(Extracted data entries)
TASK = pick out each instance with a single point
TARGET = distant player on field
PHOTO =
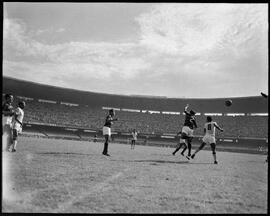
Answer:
(187, 130)
(179, 145)
(209, 137)
(17, 124)
(107, 130)
(134, 138)
(7, 113)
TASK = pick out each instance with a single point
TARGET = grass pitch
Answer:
(64, 176)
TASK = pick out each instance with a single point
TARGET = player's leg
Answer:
(189, 145)
(199, 149)
(13, 146)
(105, 149)
(213, 147)
(184, 136)
(178, 146)
(8, 136)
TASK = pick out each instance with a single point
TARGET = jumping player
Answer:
(187, 130)
(209, 137)
(17, 124)
(107, 130)
(134, 138)
(7, 113)
(179, 145)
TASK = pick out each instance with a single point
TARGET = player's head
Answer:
(192, 112)
(21, 104)
(111, 112)
(9, 97)
(208, 118)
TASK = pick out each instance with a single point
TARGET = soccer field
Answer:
(64, 176)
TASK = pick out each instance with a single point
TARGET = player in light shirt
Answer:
(17, 125)
(209, 137)
(134, 138)
(7, 113)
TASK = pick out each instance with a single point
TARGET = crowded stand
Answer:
(156, 123)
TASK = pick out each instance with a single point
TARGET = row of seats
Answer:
(93, 118)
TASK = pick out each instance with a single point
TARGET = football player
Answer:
(17, 124)
(107, 130)
(7, 113)
(187, 130)
(209, 137)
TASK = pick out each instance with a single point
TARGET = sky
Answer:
(177, 50)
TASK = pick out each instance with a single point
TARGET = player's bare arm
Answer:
(219, 128)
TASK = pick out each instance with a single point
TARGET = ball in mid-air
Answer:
(228, 102)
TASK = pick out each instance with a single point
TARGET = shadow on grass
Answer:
(154, 162)
(63, 153)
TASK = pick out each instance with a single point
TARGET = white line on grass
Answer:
(103, 186)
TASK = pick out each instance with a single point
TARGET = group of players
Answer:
(12, 127)
(12, 119)
(185, 138)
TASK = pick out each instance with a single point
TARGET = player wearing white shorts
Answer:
(107, 130)
(209, 137)
(17, 125)
(7, 113)
(181, 143)
(134, 138)
(187, 130)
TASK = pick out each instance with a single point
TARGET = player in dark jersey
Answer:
(7, 113)
(107, 130)
(179, 145)
(187, 130)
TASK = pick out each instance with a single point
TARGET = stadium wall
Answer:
(249, 145)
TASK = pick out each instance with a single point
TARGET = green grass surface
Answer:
(65, 176)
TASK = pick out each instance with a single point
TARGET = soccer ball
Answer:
(228, 102)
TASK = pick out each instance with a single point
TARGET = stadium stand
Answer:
(88, 114)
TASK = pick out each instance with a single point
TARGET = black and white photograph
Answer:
(135, 108)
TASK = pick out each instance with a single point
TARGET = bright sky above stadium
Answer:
(175, 50)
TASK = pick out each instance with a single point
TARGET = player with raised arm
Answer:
(179, 145)
(17, 125)
(107, 130)
(7, 113)
(187, 130)
(134, 138)
(209, 137)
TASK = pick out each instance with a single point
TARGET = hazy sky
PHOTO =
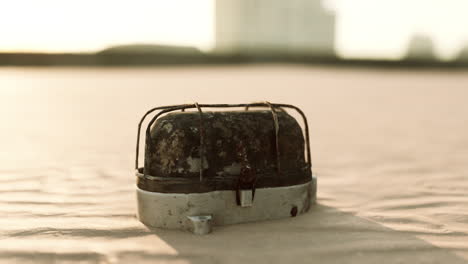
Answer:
(365, 28)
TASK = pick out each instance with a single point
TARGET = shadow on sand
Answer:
(325, 234)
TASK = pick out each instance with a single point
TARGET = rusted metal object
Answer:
(203, 152)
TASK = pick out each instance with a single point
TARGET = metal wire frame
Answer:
(183, 107)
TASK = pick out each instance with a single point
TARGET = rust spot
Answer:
(294, 211)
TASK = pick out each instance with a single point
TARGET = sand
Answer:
(390, 149)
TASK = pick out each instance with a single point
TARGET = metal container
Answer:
(204, 168)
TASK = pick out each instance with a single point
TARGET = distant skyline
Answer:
(364, 28)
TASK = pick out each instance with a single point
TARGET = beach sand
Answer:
(390, 149)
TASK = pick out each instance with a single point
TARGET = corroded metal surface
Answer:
(239, 147)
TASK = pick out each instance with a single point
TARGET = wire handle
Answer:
(183, 107)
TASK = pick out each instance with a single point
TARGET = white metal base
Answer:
(178, 211)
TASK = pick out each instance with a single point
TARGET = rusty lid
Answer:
(201, 151)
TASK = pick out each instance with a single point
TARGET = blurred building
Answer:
(420, 48)
(274, 26)
(463, 55)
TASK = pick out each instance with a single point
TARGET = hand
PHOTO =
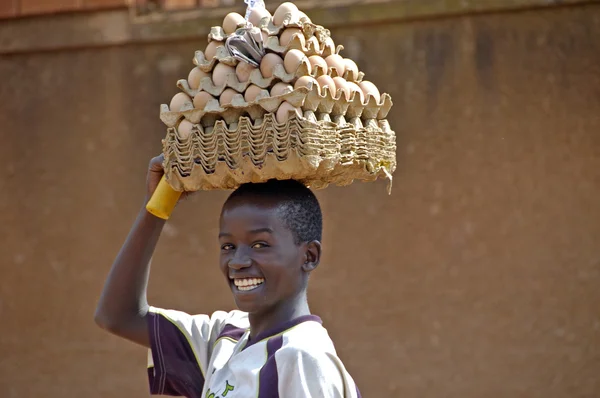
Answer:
(155, 173)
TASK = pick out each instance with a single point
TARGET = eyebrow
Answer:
(253, 232)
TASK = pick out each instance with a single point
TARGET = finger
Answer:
(156, 164)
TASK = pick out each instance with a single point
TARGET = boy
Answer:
(271, 346)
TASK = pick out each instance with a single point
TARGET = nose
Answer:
(240, 260)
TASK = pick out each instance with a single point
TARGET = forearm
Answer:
(123, 305)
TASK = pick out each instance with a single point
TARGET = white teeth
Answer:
(248, 283)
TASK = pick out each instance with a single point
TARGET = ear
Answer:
(312, 256)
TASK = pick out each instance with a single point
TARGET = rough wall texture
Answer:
(477, 277)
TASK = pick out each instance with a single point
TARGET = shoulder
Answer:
(308, 337)
(218, 320)
(309, 346)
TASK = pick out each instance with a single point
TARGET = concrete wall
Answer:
(477, 277)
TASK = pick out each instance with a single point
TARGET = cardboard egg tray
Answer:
(308, 97)
(336, 140)
(318, 152)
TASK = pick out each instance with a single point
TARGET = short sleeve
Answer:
(303, 374)
(181, 347)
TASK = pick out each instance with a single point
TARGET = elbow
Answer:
(104, 321)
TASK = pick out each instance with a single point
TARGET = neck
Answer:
(265, 321)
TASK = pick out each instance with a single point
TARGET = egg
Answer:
(178, 101)
(226, 96)
(328, 46)
(292, 61)
(211, 49)
(354, 88)
(286, 36)
(221, 72)
(232, 21)
(257, 14)
(315, 61)
(341, 83)
(185, 129)
(326, 80)
(243, 71)
(265, 37)
(268, 62)
(282, 10)
(201, 99)
(336, 61)
(195, 77)
(306, 81)
(251, 92)
(280, 89)
(350, 65)
(283, 112)
(303, 17)
(369, 88)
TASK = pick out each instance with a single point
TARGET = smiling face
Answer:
(264, 264)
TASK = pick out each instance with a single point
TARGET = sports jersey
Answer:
(201, 356)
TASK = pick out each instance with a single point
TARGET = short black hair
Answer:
(299, 207)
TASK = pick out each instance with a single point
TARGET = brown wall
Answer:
(477, 277)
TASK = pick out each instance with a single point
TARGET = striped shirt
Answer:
(200, 356)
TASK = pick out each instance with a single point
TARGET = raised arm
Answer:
(123, 308)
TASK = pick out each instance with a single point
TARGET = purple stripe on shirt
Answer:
(232, 332)
(268, 379)
(176, 371)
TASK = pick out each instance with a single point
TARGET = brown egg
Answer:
(284, 110)
(251, 92)
(326, 80)
(195, 77)
(354, 88)
(284, 9)
(211, 49)
(369, 88)
(306, 81)
(268, 62)
(280, 89)
(178, 101)
(351, 66)
(221, 72)
(201, 99)
(341, 83)
(227, 96)
(185, 129)
(243, 70)
(257, 14)
(293, 59)
(286, 36)
(231, 22)
(316, 60)
(336, 61)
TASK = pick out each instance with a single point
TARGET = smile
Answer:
(246, 284)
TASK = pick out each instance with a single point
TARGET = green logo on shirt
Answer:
(228, 387)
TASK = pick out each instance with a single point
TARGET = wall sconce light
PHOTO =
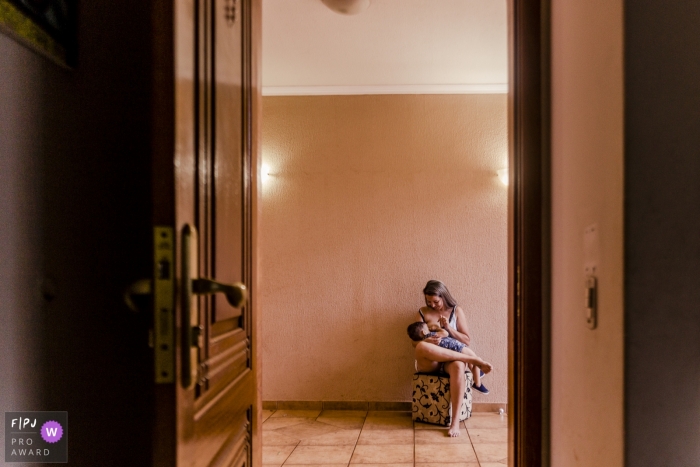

What the exercise asks >> Could the lines above be copied out exactly, with no image carried over?

Written response >>
TASK = pick out each instance with a single point
TARGET = distant player on field
PHOTO =
Answer:
(187, 130)
(179, 145)
(209, 137)
(17, 124)
(107, 130)
(134, 138)
(7, 113)
TASK = pick out each instance with a single point
TARGET = grass pitch
Answer:
(64, 176)
TASK = pick out each instance with a single point
TARGET = player's leg
Answer:
(189, 145)
(199, 149)
(13, 146)
(105, 149)
(213, 147)
(184, 136)
(178, 146)
(8, 136)
TASK = pick out each instance with a single point
TARGET = jumping player
Answer:
(187, 130)
(209, 137)
(17, 124)
(107, 130)
(134, 138)
(7, 113)
(179, 145)
TASK = pick out each instance with a single point
TARGET = player's head
Answer:
(192, 112)
(21, 104)
(111, 112)
(9, 97)
(208, 118)
TASK = pick out each instance with a single point
TARGET = soccer field
Answer:
(64, 176)
TASK = pick out each instance with a single point
TARGET = player in light shirt
Answer:
(17, 125)
(209, 137)
(134, 138)
(7, 113)
TASK = pick out each instance with a single point
TARGET = crowded stand
Answer:
(156, 123)
TASK = pick out each instance with a single point
TARGET = row of seats
Answer:
(93, 118)
TASK = pick out each instance with a single point
TARGET = football player
Answer:
(17, 124)
(107, 130)
(7, 113)
(187, 130)
(209, 137)
TASK = pick out each instance with a single point
TARGET = sky
Answer:
(177, 50)
TASK = pick out each instance with a single point
TARGET = player's bare arm
Answer:
(219, 128)
TASK = pick out each instance with a single point
TARGET = ball in mid-air
Answer:
(228, 102)
TASK = pick out each instance with a single point
TARGET = shadow on grass
Answer:
(154, 162)
(63, 153)
TASK = pick out each instance with a single point
TARGET = white line on grass
Answer:
(103, 186)
TASK = pick out each instance with a single point
TARGET = group of players
Answer:
(12, 127)
(12, 119)
(185, 138)
TASK = pick out each instance with a single point
TARGET = player wearing white shorts
Answer:
(107, 130)
(209, 137)
(17, 125)
(7, 113)
(181, 143)
(134, 138)
(187, 130)
TASK = pick out each instance with a single point
TARGET = player in dark jersey
Answer:
(7, 113)
(107, 130)
(179, 145)
(187, 130)
TASK = pick out each instance with a single point
TARGET = stadium wall
Answer:
(249, 145)
TASK = pick out each instance with a single point
TARGET = green grass surface
Answer:
(65, 176)
TASK = pick out each instance with a single point
TARGET = soccer ball
Answer:
(228, 102)
TASK = pick out each instance with a single point
TARGET = stadium stand
Answer:
(88, 114)
TASK = pick out each instance with a single point
TARGET = black and white photograph
Answer:
(135, 108)
TASK = pick out each instance with a single point
TARGET = bright sky above stadium
Answer:
(175, 50)
TASK = pick out each instance with a single point
TARGET = player with raised arm
Answer:
(179, 145)
(17, 125)
(107, 130)
(7, 113)
(187, 130)
(134, 138)
(209, 137)
TASK = pick out each instance with a single point
TARGET = hazy sky
PHOTO =
Answer:
(365, 28)
TASK = pick out each instance with a single point
TARGET = shadow on sand
Answer:
(325, 234)
TASK = pick out each instance with a single point
TARGET = rusted metal object
Answer:
(203, 152)
TASK = pick out each instance with a single point
TARGET = metal wire frame
Answer:
(183, 107)
TASK = pick out each instance with a single point
TARGET = rust spot
Answer:
(294, 211)
TASK = pick out each instance with a single point
TARGET = sand
Answer:
(390, 149)
TASK = pick out each instance with a single point
TARGET = metal container
Answer:
(204, 168)
TASK = pick out each instance with a single point
TARGET = distant skyline
Answer:
(364, 28)
TASK = pick out each instance with a single point
TARGET = beach sand
Answer:
(390, 149)
TASK = pick out each instance with a single point
TARGET = corroded metal surface
Answer:
(239, 147)
TASK = pick out each instance with a single point
TARGET = wire handle
Answer:
(183, 107)
TASK = pick out each instance with a single point
TARGET = white metal base
Answer:
(178, 211)
TASK = pick out each instance with a single point
TARGET = rusty lid
Answer:
(201, 151)
TASK = pick out each instance with a single point
TARGET = blurred building
Answer:
(420, 48)
(274, 26)
(463, 55)
TASK = pick out each instance with a single point
TARGET = hand
PHOTO =
Answer:
(155, 173)
TASK = pick out each instance with a single point
TARGET = eyebrow
Answer:
(253, 232)
TASK = pick out each instance with a single point
TARGET = finger
Answer:
(156, 164)
TASK = pick out each instance with a single point
TARGET = boy
Answer:
(271, 346)
TASK = pick out each instance with a single point
TARGET = nose
Answer:
(240, 260)
TASK = pick out each instance with a single point
TARGET = forearm
Answer:
(123, 305)
TASK = pick out each instance with a single point
TARGET = white teeth
Answer:
(248, 283)
TASK = pick out each instance with a single point
TARGET = ear
Answer:
(312, 256)
TASK = pick out each instance with a single point
TARGET = rough wall texture
Answer:
(477, 277)
TASK = pick out each instance with a single point
TARGET = shoulder
Answer:
(308, 337)
(218, 320)
(309, 346)
TASK = pick out each instance with a single point
TARGET = concrete wall
Answer:
(477, 277)
TASK = pick out each instance with a single point
TARGET = cardboard egg tray
Answer:
(308, 97)
(336, 140)
(318, 152)
TASK = pick out each instance with a single point
TARGET = short sleeve
Answer:
(303, 374)
(181, 347)
TASK = pick out each instance with a single point
TARGET = elbow
Answer:
(104, 321)
TASK = pick out each instance with a single point
TARGET = neck
Answer:
(265, 321)
TASK = pick out each instance with a single point
TARGET = egg
Answer:
(178, 101)
(226, 96)
(328, 46)
(292, 61)
(211, 49)
(354, 88)
(286, 36)
(221, 72)
(232, 21)
(257, 14)
(315, 61)
(341, 83)
(185, 129)
(326, 80)
(243, 71)
(265, 37)
(268, 62)
(282, 10)
(201, 99)
(336, 61)
(195, 77)
(306, 81)
(251, 92)
(280, 89)
(350, 65)
(283, 112)
(303, 17)
(369, 88)
TASK = pick out each instance with a single point
TARGET = smiling face
Answer:
(264, 264)
TASK = pick out each instance with a single point
TARGET = sports jersey
Answer:
(201, 356)
TASK = pick out each instance with a single point
TARGET = short black hair
Answer:
(299, 207)
TASK = pick out each instance with a single point
TARGET = brown wall
Answer:
(477, 277)
TASK = pick out each instance with a single point
TARGET = striped shirt
Answer:
(200, 356)
TASK = pick out each instance with a single point
TARGET = raised arm
Answer:
(123, 308)
TASK = pick out each instance with a single point
TARGET = purple stripe on shirt
Answer:
(232, 332)
(268, 379)
(176, 371)
TASK = pick out each instance with a single point
TARGET = brown egg
Answer:
(284, 110)
(251, 92)
(326, 80)
(195, 77)
(354, 88)
(284, 9)
(211, 49)
(369, 88)
(306, 81)
(268, 62)
(280, 89)
(178, 101)
(351, 66)
(221, 72)
(201, 99)
(341, 83)
(227, 96)
(185, 129)
(243, 70)
(257, 14)
(293, 59)
(286, 36)
(231, 22)
(316, 60)
(336, 61)
TASK = pick out each instance with a single point
TARGET = smile
Answer:
(246, 284)
TASK = pick out each instance with a single point
TARGET = green logo on shirt
Answer:
(228, 387)
TASK = pick out each instance with a single point
TARGET = wall sconce light
PHOTO =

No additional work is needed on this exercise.